*** Exercise materials ***
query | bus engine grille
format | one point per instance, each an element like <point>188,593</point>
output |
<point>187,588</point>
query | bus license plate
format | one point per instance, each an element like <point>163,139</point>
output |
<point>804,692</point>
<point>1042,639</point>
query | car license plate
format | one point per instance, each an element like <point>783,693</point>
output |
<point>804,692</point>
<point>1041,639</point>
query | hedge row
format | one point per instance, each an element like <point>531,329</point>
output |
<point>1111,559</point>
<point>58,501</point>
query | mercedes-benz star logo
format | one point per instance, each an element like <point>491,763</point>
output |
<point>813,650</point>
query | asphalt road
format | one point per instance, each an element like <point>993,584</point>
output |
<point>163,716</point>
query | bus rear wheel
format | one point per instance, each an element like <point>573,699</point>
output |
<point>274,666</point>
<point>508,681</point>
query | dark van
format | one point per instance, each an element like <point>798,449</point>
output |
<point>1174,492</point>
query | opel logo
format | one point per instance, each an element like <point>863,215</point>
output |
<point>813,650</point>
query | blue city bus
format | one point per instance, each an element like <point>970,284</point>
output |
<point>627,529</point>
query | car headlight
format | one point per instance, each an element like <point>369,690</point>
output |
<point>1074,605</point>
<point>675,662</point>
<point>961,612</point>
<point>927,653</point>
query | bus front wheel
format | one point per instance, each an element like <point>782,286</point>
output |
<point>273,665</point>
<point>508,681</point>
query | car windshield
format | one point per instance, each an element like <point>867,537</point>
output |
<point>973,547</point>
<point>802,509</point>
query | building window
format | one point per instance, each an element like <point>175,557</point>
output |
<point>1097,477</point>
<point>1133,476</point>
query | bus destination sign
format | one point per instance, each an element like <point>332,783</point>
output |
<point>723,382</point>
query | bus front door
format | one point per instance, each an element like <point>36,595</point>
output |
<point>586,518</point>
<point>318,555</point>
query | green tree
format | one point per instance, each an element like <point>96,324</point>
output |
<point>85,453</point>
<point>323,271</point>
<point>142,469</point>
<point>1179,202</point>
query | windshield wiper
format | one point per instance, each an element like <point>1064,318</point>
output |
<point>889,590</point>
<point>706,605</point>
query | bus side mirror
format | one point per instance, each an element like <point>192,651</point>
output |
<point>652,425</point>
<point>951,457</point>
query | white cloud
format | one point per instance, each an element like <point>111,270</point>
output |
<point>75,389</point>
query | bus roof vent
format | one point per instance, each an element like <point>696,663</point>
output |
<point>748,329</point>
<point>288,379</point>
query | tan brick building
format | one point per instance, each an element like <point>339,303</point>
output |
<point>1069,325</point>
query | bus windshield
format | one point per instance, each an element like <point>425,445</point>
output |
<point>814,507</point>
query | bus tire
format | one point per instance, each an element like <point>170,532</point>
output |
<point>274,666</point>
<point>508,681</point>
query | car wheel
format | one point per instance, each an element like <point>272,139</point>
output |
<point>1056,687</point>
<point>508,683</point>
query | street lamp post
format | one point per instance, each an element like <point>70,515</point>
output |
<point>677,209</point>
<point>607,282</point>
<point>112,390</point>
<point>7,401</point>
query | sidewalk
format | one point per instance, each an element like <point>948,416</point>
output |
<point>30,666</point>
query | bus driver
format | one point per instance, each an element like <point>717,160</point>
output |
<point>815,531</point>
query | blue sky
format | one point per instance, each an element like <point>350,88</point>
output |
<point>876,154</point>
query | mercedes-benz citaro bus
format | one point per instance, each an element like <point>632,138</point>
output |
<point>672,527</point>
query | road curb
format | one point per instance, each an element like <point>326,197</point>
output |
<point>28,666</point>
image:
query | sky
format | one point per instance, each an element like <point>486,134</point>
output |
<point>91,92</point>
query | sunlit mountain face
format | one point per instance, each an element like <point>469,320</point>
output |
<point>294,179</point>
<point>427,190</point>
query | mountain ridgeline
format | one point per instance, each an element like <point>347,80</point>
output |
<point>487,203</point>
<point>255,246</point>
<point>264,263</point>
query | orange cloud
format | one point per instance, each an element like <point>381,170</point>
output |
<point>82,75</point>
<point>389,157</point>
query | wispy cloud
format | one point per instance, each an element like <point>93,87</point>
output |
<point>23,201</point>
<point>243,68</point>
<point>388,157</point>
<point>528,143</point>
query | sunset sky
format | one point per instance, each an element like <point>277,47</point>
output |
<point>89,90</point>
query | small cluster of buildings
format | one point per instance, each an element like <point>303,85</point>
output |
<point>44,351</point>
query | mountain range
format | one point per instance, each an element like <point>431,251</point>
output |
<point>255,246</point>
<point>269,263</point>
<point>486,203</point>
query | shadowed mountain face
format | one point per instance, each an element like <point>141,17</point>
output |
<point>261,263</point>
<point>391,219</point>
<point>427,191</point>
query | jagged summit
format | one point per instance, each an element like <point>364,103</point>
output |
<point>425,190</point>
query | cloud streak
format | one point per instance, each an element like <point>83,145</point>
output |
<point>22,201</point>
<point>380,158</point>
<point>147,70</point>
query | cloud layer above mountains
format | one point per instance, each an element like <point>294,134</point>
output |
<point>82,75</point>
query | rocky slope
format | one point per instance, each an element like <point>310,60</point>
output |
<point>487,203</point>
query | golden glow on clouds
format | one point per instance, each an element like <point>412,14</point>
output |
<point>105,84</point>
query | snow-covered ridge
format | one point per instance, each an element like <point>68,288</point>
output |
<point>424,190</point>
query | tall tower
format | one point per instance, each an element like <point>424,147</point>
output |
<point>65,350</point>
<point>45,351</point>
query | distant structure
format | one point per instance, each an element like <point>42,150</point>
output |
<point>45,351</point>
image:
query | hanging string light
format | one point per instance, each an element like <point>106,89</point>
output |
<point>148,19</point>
***
*** Exercise materials ***
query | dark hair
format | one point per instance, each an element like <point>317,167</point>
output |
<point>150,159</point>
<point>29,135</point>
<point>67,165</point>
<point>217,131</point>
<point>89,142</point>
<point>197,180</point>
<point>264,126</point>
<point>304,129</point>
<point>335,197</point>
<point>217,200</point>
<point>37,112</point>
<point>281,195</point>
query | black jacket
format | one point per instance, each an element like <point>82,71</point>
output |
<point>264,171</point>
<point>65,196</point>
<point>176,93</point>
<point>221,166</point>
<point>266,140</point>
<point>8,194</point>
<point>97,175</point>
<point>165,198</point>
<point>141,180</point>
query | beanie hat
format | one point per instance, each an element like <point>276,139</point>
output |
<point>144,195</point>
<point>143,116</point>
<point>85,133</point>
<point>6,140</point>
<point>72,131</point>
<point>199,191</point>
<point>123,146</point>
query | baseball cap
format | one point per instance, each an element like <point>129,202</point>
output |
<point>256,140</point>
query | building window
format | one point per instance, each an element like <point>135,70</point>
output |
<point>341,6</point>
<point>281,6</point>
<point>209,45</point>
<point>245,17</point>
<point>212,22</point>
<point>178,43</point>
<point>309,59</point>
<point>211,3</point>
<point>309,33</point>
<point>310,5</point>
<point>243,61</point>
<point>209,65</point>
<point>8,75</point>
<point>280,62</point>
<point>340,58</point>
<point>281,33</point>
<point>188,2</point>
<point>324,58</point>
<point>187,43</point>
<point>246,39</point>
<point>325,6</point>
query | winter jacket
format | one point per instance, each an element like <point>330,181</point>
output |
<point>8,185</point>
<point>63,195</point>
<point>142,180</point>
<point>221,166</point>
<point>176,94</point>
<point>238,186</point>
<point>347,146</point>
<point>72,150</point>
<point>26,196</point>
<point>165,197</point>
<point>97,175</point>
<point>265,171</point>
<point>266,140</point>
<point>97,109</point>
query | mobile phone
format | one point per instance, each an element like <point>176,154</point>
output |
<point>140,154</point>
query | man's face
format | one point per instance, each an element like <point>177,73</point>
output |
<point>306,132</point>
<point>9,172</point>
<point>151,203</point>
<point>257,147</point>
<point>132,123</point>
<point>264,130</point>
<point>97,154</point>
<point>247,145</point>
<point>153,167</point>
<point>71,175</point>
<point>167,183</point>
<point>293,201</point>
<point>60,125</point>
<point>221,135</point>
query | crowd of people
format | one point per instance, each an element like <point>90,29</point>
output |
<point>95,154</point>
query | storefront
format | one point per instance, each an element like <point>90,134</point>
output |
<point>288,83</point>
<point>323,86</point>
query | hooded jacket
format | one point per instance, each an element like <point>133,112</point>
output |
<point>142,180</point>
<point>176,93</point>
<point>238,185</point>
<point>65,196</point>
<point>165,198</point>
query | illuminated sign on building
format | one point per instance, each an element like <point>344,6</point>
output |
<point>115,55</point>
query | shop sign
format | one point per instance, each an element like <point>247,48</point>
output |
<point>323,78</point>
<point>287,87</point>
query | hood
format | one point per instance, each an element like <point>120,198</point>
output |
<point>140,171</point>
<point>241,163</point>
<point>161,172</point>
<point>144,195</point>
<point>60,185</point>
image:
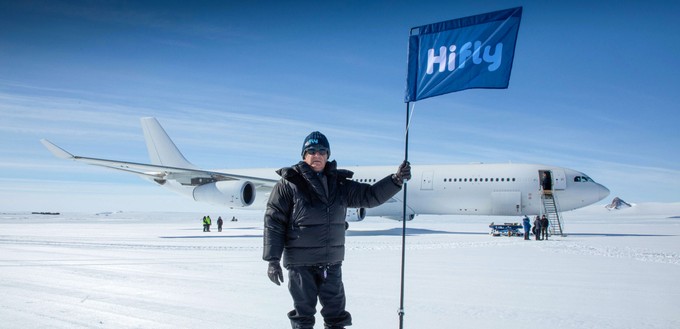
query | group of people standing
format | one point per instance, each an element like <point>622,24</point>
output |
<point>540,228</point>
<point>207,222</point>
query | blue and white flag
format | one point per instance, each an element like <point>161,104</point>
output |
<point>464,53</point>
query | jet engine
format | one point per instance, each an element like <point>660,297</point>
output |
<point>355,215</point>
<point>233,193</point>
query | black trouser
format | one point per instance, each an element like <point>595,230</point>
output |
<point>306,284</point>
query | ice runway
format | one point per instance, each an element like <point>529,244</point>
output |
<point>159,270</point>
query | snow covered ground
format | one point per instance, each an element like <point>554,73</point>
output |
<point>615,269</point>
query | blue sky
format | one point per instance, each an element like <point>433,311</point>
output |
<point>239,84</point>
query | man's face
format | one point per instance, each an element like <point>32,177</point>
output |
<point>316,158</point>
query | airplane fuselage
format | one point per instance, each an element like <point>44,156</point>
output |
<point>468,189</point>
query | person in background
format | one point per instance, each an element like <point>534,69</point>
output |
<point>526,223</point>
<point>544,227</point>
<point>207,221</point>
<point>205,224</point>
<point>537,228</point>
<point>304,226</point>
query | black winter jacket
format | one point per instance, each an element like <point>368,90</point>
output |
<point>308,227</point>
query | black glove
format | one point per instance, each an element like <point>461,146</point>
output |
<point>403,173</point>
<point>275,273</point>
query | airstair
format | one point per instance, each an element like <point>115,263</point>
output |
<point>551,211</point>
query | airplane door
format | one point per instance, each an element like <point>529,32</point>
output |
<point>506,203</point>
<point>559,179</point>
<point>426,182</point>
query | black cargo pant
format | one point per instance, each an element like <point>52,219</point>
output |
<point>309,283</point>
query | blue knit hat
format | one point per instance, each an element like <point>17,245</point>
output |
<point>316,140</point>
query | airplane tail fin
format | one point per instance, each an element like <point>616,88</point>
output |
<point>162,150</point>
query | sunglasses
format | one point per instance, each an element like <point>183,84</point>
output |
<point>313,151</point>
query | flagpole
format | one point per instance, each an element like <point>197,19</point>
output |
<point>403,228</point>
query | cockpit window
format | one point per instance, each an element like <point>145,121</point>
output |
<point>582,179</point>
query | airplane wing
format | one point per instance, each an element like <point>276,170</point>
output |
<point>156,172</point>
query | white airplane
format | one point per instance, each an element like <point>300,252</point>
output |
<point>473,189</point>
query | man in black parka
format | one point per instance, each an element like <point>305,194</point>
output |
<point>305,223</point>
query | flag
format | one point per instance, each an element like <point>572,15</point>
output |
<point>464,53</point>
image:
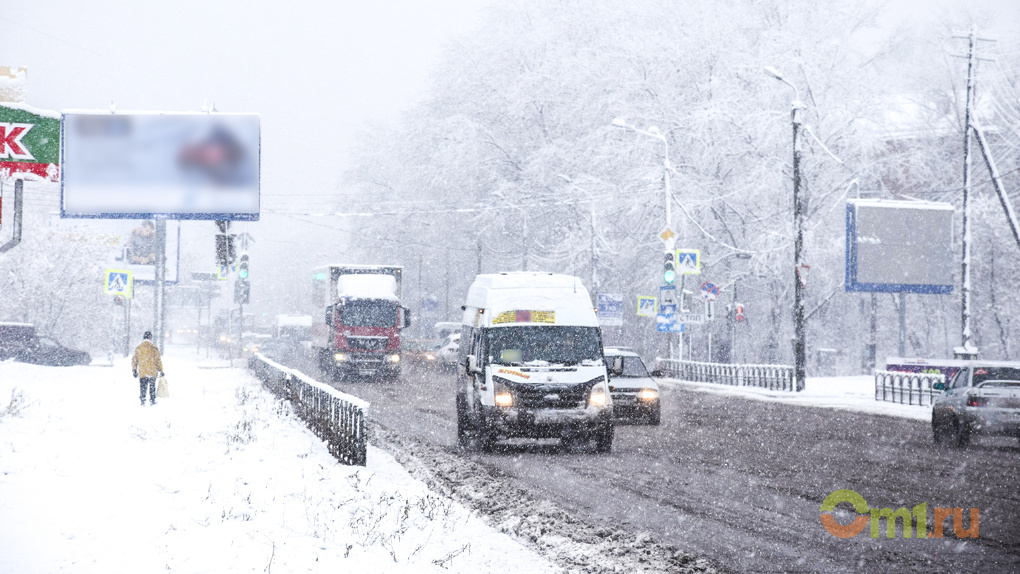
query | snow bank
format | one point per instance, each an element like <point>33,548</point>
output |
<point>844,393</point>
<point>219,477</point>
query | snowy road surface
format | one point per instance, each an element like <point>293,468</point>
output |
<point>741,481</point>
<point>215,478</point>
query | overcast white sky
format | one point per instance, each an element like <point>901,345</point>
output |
***
Requirement: Restate word for word the lines in the material above from the one with "query | bus driver" to the one with "element like <point>83,145</point>"; both of those lines count, and nothing else does.

Your response:
query | bus driver
format | one point per instance, each an element like <point>717,160</point>
output |
<point>815,531</point>
query | blue sky
format | one point per instance, each an element like <point>350,88</point>
output |
<point>876,154</point>
query | mercedes-benz citaro bus
format | one point per instance, each an element like <point>632,138</point>
output |
<point>672,527</point>
query | road curb
format | one point per instance, each an element like <point>326,197</point>
output |
<point>28,666</point>
image:
query | sky
format | one point per instance, each an element like <point>486,134</point>
output |
<point>91,92</point>
query | sunlit mountain face
format | one point per instance, each an element like <point>469,320</point>
output |
<point>294,179</point>
<point>427,190</point>
query | mountain ridgeline
format | one point per instance, each an element like <point>347,80</point>
output |
<point>487,203</point>
<point>255,246</point>
<point>264,263</point>
query | orange cloud
format | one point per instance, each an element like <point>381,170</point>
output |
<point>82,75</point>
<point>389,157</point>
query | wispy cloud
format | one point per instance, each an element like <point>93,87</point>
output |
<point>23,201</point>
<point>243,68</point>
<point>388,157</point>
<point>528,143</point>
query | sunset sky
format | one point per instance, each an element like <point>277,47</point>
output |
<point>89,90</point>
query | small cluster of buildings
format | one point per instance, each an element like <point>303,85</point>
output |
<point>44,351</point>
query | mountain range
format | one point per instance, each an element like <point>431,251</point>
output |
<point>255,246</point>
<point>269,263</point>
<point>486,203</point>
query | shadowed mountain face
format | one point per instance, each an element like <point>141,17</point>
output |
<point>261,263</point>
<point>391,219</point>
<point>427,191</point>
query | jagged summit
format | one point per instance, each an element like <point>364,103</point>
output |
<point>425,190</point>
query | cloud streak
format | one point per instance, each an element like <point>83,145</point>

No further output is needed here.